Requirement:
Print all of the material below again, word for word and line by line, but leave out the pictures.

Materials provided:
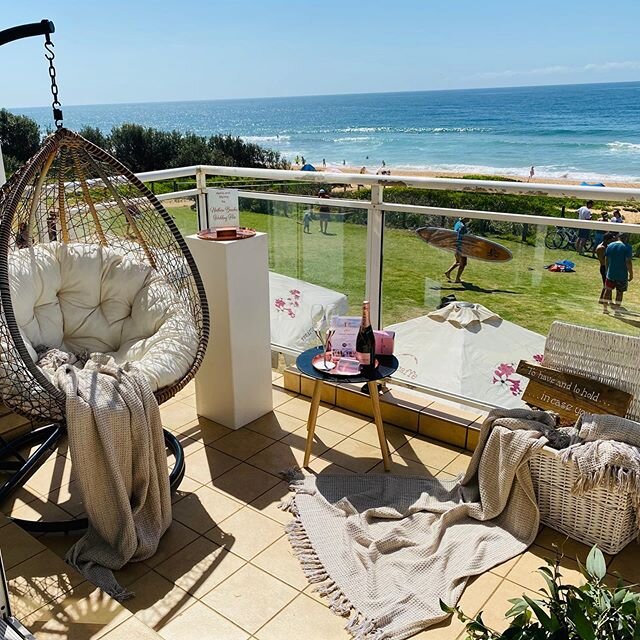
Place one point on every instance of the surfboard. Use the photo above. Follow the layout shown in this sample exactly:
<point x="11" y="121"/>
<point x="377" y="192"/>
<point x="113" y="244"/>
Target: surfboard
<point x="472" y="246"/>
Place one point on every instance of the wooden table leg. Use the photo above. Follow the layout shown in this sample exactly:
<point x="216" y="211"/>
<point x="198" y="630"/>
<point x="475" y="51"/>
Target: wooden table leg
<point x="311" y="422"/>
<point x="377" y="416"/>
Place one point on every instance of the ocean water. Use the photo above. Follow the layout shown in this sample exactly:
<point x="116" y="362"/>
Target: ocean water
<point x="583" y="132"/>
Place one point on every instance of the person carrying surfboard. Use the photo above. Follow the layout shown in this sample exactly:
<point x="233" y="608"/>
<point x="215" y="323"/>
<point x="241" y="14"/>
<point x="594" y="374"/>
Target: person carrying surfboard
<point x="460" y="227"/>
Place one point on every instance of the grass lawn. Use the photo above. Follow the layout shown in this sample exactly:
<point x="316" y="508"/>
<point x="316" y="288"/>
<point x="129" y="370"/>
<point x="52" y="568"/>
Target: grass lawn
<point x="413" y="282"/>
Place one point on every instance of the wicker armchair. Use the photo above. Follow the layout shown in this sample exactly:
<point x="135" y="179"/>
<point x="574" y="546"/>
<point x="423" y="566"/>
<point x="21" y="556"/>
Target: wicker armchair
<point x="601" y="516"/>
<point x="72" y="194"/>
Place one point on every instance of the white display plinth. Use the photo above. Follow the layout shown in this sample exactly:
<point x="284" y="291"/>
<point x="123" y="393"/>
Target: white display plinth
<point x="233" y="385"/>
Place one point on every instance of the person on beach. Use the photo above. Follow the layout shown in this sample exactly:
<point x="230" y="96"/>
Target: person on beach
<point x="324" y="212"/>
<point x="460" y="227"/>
<point x="618" y="261"/>
<point x="601" y="249"/>
<point x="599" y="235"/>
<point x="584" y="213"/>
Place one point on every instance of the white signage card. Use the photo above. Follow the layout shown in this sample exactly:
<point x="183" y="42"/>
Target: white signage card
<point x="223" y="208"/>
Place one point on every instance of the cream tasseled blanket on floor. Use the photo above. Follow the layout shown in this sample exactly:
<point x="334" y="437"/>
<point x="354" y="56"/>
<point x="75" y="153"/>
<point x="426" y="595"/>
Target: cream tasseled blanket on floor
<point x="385" y="549"/>
<point x="118" y="454"/>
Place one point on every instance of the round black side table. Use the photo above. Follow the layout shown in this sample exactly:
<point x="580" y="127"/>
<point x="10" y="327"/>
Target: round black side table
<point x="387" y="365"/>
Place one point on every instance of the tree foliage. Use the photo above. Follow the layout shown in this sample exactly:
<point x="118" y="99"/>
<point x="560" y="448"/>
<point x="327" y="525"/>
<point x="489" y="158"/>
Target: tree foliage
<point x="593" y="611"/>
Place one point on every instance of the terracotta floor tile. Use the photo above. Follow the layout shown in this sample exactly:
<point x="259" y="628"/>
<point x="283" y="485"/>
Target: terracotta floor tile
<point x="280" y="396"/>
<point x="246" y="533"/>
<point x="405" y="467"/>
<point x="572" y="549"/>
<point x="55" y="472"/>
<point x="396" y="437"/>
<point x="176" y="537"/>
<point x="343" y="422"/>
<point x="269" y="503"/>
<point x="299" y="408"/>
<point x="304" y="617"/>
<point x="131" y="629"/>
<point x="204" y="508"/>
<point x="323" y="439"/>
<point x="245" y="482"/>
<point x="250" y="597"/>
<point x="458" y="464"/>
<point x="187" y="487"/>
<point x="436" y="456"/>
<point x="17" y="545"/>
<point x="354" y="455"/>
<point x="83" y="612"/>
<point x="478" y="591"/>
<point x="39" y="580"/>
<point x="157" y="601"/>
<point x="280" y="561"/>
<point x="177" y="414"/>
<point x="208" y="463"/>
<point x="200" y="566"/>
<point x="242" y="444"/>
<point x="199" y="621"/>
<point x="449" y="629"/>
<point x="277" y="458"/>
<point x="525" y="571"/>
<point x="275" y="425"/>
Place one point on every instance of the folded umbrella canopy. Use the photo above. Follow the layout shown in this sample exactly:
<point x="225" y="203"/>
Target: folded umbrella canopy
<point x="466" y="350"/>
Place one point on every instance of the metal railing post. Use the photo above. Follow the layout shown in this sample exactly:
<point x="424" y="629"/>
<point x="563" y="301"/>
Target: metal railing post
<point x="375" y="232"/>
<point x="3" y="176"/>
<point x="201" y="186"/>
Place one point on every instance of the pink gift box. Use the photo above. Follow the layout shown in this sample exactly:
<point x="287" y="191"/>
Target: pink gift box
<point x="384" y="342"/>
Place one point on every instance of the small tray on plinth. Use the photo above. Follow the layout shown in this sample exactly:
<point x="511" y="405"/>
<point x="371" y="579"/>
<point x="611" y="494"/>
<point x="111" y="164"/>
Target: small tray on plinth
<point x="227" y="233"/>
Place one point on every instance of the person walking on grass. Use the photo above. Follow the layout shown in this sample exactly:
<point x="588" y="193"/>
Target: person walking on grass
<point x="460" y="227"/>
<point x="601" y="249"/>
<point x="584" y="213"/>
<point x="618" y="260"/>
<point x="306" y="220"/>
<point x="324" y="212"/>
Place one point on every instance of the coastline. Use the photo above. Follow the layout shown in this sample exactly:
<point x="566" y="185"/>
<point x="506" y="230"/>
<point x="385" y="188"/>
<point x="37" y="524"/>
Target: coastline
<point x="425" y="173"/>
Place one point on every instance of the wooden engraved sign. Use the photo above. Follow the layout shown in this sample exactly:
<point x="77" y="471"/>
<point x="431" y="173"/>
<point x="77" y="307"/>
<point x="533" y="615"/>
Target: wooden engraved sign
<point x="570" y="395"/>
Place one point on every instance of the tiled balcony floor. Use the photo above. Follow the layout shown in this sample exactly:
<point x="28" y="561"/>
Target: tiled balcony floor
<point x="225" y="570"/>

Full response:
Place one point on every instance of the surfboard. Use the photo above. Follow the layout shown in this sample exactly:
<point x="11" y="121"/>
<point x="377" y="192"/>
<point x="113" y="244"/>
Target: surfboard
<point x="472" y="246"/>
Place one point on every instance of the wooden table leg. Use the photo above. Follow the layout shown in this sample exactly:
<point x="216" y="211"/>
<point x="198" y="630"/>
<point x="475" y="51"/>
Target: wooden table leg
<point x="311" y="422"/>
<point x="377" y="416"/>
Place one point on every instance of the ocean water. Use the photo above. Follow the layout shown in this sample exactly:
<point x="116" y="362"/>
Target: ocean water
<point x="583" y="132"/>
Place one point on every instance of the person carrying surfboard. Use the photo above. Follow the layout shown in this sample exactly:
<point x="233" y="608"/>
<point x="215" y="323"/>
<point x="241" y="14"/>
<point x="594" y="374"/>
Target: person carrying surfboard
<point x="460" y="227"/>
Place one point on every instance of the grass lawn. Use the photo above. Follow the layout shown in this sample exactly:
<point x="316" y="508"/>
<point x="316" y="288"/>
<point x="129" y="370"/>
<point x="52" y="568"/>
Target: grass lawn
<point x="413" y="282"/>
Place one point on every instance of the wicker armchair. Use the photo above. Follow the layout shown in this sample exactly:
<point x="135" y="179"/>
<point x="574" y="546"/>
<point x="423" y="566"/>
<point x="21" y="556"/>
Target: wicker armchair
<point x="601" y="516"/>
<point x="72" y="194"/>
Place one point on every instance of the white display plinth. Use the photo above. Follow the layout shown in this sample exactly:
<point x="284" y="291"/>
<point x="123" y="393"/>
Target: white display plinth
<point x="233" y="385"/>
Place one point on every instance of the person on beach. Use the photo above. Follow the layout shown in this sample exactly:
<point x="230" y="96"/>
Target: person on beach
<point x="324" y="212"/>
<point x="460" y="227"/>
<point x="618" y="261"/>
<point x="601" y="249"/>
<point x="599" y="235"/>
<point x="584" y="213"/>
Place one point on every instance of the white signage card. Use the photo above. Follow the layout shown in this sample exactly:
<point x="183" y="42"/>
Target: white signage card
<point x="223" y="208"/>
Place one point on every instance of the cream tasseled blanket on floor. Use the photo above. Follow the layout shown in this sample exactly:
<point x="334" y="437"/>
<point x="354" y="56"/>
<point x="75" y="153"/>
<point x="426" y="595"/>
Target: cream tasseled blanket on floor
<point x="385" y="549"/>
<point x="118" y="454"/>
Place one point on every instance of the round black side table. Use the photo above. Follow the layout shown in this sample exactly:
<point x="580" y="127"/>
<point x="10" y="327"/>
Target: round black side table
<point x="387" y="365"/>
Place one point on every instance of the tree foliage. Use the photo above. Follow the layout shown in this sample exactly:
<point x="118" y="99"/>
<point x="560" y="448"/>
<point x="327" y="525"/>
<point x="489" y="158"/>
Target: tree foliage
<point x="593" y="611"/>
Place one point on every instance of the terracotta floor tile. Use the photo above. Follow the layout shown in this sample exactly:
<point x="259" y="628"/>
<point x="283" y="485"/>
Target: terracotta floor tile
<point x="280" y="396"/>
<point x="246" y="533"/>
<point x="405" y="467"/>
<point x="572" y="549"/>
<point x="55" y="472"/>
<point x="396" y="437"/>
<point x="176" y="537"/>
<point x="343" y="422"/>
<point x="269" y="503"/>
<point x="299" y="408"/>
<point x="304" y="617"/>
<point x="131" y="629"/>
<point x="204" y="508"/>
<point x="323" y="439"/>
<point x="245" y="482"/>
<point x="250" y="597"/>
<point x="458" y="464"/>
<point x="187" y="487"/>
<point x="436" y="456"/>
<point x="17" y="545"/>
<point x="354" y="455"/>
<point x="83" y="612"/>
<point x="478" y="591"/>
<point x="39" y="580"/>
<point x="157" y="601"/>
<point x="280" y="561"/>
<point x="177" y="414"/>
<point x="208" y="463"/>
<point x="200" y="566"/>
<point x="242" y="444"/>
<point x="199" y="621"/>
<point x="449" y="629"/>
<point x="277" y="458"/>
<point x="525" y="571"/>
<point x="275" y="425"/>
Place one point on every instance of the folded umbrella canopy. Use the photo above. Follow the layout shown in this sample exactly:
<point x="225" y="203"/>
Target: folded umbrella canopy
<point x="466" y="350"/>
Place one point on every instance of the metal railing post. Use the photo above. Follow the layout shown in this sample exactly:
<point x="424" y="629"/>
<point x="563" y="301"/>
Target: metal railing post
<point x="375" y="232"/>
<point x="3" y="176"/>
<point x="201" y="186"/>
Place one point on every instance of the pink gift box. Use the photo above. Follow the layout shown in this sample exactly:
<point x="287" y="191"/>
Target: pink gift box
<point x="384" y="342"/>
Place one point on every instance of the small tray on plinth. Use the photo above. Follow the layout shown in this sample exactly:
<point x="511" y="405"/>
<point x="371" y="579"/>
<point x="611" y="494"/>
<point x="111" y="164"/>
Target: small tray on plinth
<point x="227" y="233"/>
Place one point on every instance of the person walking on grass. Use the photo above. Follow the layout shown in this sample exactly:
<point x="588" y="193"/>
Target: person walking on grass
<point x="460" y="227"/>
<point x="601" y="249"/>
<point x="584" y="213"/>
<point x="618" y="260"/>
<point x="306" y="220"/>
<point x="324" y="212"/>
Place one point on every instance of the coastline. Use the photo above. Follow the layout shown in this sample exactly:
<point x="566" y="185"/>
<point x="506" y="230"/>
<point x="385" y="188"/>
<point x="37" y="524"/>
Target: coastline
<point x="425" y="173"/>
Place one point on every instance of the wooden engraved sign. Use the photo above. Follow the layout shown in this sample exactly:
<point x="77" y="471"/>
<point x="431" y="173"/>
<point x="77" y="307"/>
<point x="533" y="615"/>
Target: wooden engraved sign
<point x="570" y="395"/>
Place one point on every instance of the tiled balcony floor. Use the photo above. Follow the layout shown in this sample exactly:
<point x="28" y="561"/>
Target: tiled balcony floor
<point x="225" y="570"/>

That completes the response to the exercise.